*Task prompt*.
Copy every line of the records below where the word "woman" occurs.

*Given data*.
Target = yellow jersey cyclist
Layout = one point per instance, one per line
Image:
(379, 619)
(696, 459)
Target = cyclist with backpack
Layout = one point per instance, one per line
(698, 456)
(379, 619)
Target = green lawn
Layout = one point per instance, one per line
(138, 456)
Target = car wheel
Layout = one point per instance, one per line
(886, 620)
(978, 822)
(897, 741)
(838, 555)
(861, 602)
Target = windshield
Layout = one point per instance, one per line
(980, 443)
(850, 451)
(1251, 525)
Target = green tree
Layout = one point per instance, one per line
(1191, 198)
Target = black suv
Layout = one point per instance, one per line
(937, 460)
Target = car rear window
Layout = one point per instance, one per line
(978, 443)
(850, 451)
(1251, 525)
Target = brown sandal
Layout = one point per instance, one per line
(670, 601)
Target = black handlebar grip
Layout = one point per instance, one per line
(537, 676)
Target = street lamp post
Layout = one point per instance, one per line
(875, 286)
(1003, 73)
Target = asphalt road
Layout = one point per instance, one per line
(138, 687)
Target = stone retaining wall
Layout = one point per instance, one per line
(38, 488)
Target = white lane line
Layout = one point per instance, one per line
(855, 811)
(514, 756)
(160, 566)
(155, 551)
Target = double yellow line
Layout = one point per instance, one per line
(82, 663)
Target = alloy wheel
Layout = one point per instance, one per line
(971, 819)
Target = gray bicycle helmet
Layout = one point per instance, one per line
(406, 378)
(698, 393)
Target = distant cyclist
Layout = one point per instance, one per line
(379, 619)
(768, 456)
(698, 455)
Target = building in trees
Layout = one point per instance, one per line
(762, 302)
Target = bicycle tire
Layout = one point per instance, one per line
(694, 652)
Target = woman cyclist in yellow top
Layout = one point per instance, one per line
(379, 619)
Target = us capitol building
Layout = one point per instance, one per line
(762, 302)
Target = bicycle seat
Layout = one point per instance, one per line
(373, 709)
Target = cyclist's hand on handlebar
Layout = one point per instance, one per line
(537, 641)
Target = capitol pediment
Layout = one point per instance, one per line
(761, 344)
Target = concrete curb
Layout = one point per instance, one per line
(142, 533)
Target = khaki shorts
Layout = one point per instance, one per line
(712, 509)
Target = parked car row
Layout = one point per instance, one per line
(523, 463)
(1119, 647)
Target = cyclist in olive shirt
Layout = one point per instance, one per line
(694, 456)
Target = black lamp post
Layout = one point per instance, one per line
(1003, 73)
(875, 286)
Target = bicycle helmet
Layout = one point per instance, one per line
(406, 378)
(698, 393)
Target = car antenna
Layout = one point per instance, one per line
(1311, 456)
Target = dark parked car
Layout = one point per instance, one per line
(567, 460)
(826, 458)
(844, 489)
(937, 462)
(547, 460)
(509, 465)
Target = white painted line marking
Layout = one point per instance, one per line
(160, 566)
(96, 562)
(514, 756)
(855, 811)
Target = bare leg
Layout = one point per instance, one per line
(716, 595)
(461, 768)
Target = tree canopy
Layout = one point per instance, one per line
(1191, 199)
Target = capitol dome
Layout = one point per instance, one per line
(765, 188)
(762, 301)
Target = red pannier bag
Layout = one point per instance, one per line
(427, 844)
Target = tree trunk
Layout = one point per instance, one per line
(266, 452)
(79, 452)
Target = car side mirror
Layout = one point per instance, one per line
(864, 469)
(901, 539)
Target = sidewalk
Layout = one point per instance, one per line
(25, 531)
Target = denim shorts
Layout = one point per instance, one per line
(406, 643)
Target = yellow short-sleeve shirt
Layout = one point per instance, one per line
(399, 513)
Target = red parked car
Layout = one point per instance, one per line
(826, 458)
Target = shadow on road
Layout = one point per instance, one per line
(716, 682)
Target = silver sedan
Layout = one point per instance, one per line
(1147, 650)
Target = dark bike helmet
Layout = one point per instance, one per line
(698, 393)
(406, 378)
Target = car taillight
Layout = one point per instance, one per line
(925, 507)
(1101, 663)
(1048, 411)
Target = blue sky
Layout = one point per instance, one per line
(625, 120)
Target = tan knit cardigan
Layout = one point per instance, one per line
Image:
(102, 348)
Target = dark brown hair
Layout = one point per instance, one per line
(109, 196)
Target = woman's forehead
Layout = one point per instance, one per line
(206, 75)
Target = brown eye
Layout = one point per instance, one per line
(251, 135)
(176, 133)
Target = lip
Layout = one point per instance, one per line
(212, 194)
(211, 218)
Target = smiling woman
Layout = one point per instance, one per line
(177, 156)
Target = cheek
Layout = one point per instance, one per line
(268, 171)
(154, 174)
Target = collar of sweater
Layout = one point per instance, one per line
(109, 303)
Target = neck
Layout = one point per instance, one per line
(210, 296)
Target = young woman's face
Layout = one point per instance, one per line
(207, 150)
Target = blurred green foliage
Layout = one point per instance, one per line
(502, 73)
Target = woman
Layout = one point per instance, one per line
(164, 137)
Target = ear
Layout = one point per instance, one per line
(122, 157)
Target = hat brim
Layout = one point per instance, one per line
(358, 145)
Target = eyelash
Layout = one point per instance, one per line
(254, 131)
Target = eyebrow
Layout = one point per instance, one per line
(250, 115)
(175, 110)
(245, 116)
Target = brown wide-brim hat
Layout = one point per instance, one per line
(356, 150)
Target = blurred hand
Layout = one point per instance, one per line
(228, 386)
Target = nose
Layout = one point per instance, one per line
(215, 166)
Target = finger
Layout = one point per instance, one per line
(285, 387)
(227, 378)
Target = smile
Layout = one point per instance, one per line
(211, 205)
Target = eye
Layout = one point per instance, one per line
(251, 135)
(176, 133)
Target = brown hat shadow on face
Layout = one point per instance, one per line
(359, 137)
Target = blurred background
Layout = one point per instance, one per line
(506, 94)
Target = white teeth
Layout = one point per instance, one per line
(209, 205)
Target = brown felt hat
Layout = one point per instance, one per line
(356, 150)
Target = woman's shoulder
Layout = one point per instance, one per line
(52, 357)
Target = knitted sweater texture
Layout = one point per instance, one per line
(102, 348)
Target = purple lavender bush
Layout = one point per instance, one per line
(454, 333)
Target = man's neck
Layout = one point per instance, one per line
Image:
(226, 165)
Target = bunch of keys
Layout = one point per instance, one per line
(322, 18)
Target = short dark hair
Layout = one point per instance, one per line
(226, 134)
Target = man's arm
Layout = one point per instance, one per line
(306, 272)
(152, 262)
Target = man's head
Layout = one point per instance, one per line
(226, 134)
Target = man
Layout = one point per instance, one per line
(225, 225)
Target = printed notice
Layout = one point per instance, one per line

*Exercise output*.
Target = woman cyclist in yellow top
Target = woman's forehead
Target = smiling woman
Target = young woman's face
Target = woman
Target = woman's shoulder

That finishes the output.